■ DATA RECORDS ■
BEGIN

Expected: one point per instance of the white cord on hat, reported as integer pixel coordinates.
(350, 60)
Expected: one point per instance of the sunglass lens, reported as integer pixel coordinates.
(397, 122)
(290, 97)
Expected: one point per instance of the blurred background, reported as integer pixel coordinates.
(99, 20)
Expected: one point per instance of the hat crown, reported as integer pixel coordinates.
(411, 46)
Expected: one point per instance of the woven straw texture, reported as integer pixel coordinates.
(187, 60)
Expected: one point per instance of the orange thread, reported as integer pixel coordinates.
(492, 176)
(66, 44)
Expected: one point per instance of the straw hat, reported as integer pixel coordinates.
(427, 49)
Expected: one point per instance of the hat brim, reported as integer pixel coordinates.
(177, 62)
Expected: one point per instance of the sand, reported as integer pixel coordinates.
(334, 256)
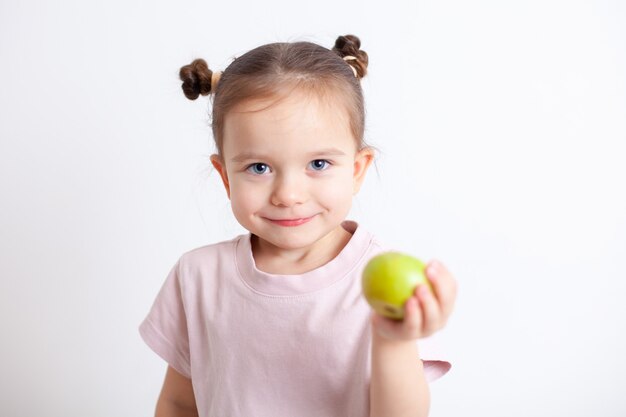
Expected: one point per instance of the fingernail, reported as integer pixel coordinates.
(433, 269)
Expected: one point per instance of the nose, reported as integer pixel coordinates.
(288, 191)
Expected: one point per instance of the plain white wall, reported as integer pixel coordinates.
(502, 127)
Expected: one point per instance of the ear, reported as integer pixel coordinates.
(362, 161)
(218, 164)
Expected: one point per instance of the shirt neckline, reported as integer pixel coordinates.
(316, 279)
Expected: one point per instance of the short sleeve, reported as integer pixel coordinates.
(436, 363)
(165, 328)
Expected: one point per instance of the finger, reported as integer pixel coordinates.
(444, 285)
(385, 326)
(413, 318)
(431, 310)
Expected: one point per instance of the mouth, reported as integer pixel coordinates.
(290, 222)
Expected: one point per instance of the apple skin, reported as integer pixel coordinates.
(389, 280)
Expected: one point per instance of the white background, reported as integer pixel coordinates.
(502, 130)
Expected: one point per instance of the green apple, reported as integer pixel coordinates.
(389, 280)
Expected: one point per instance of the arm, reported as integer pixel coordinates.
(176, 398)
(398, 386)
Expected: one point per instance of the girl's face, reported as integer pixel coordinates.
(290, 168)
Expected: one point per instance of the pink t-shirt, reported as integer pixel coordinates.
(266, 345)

END
BEGIN

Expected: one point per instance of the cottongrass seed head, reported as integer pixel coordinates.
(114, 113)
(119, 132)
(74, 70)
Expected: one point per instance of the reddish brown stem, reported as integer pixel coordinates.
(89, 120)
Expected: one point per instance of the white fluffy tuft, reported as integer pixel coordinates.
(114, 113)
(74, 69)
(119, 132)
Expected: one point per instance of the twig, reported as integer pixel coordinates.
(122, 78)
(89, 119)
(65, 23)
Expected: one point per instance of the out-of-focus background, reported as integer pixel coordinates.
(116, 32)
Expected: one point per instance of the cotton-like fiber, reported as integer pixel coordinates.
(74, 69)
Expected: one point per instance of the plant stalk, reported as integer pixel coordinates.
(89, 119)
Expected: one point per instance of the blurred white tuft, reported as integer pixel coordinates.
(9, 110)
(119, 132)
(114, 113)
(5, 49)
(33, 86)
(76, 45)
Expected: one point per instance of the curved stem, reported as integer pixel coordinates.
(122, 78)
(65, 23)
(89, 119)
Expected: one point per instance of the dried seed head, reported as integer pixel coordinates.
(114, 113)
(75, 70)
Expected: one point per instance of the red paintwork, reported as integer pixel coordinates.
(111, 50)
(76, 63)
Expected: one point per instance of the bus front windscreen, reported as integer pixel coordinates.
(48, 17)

END
BEGIN

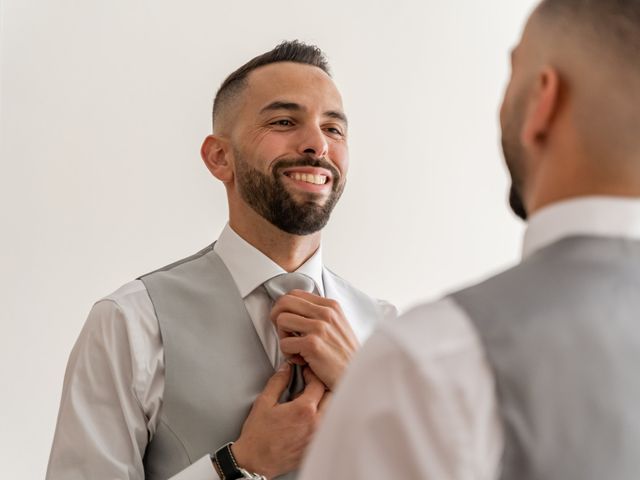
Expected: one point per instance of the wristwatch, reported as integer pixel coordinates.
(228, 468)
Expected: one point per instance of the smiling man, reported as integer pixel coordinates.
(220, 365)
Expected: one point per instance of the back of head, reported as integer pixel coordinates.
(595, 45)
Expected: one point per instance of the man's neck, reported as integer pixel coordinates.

END

■ WHAT YOU WILL DO ■
From the entries above, return exactly the line containing "Expected: one point per instance of the smiling", the line containing "Expected: one point per instance of the man's", and all lines between, and nothing else.

■ EXERCISE RESPONSE ■
Expected: one point per instance of the smiling man, reported as integer pixel coordinates.
(220, 365)
Expected: one point per instance of the back of head, reported as integer pixel coordinates.
(595, 45)
Expected: one point per instance of the man's neck, reported as integer pixel coordinates.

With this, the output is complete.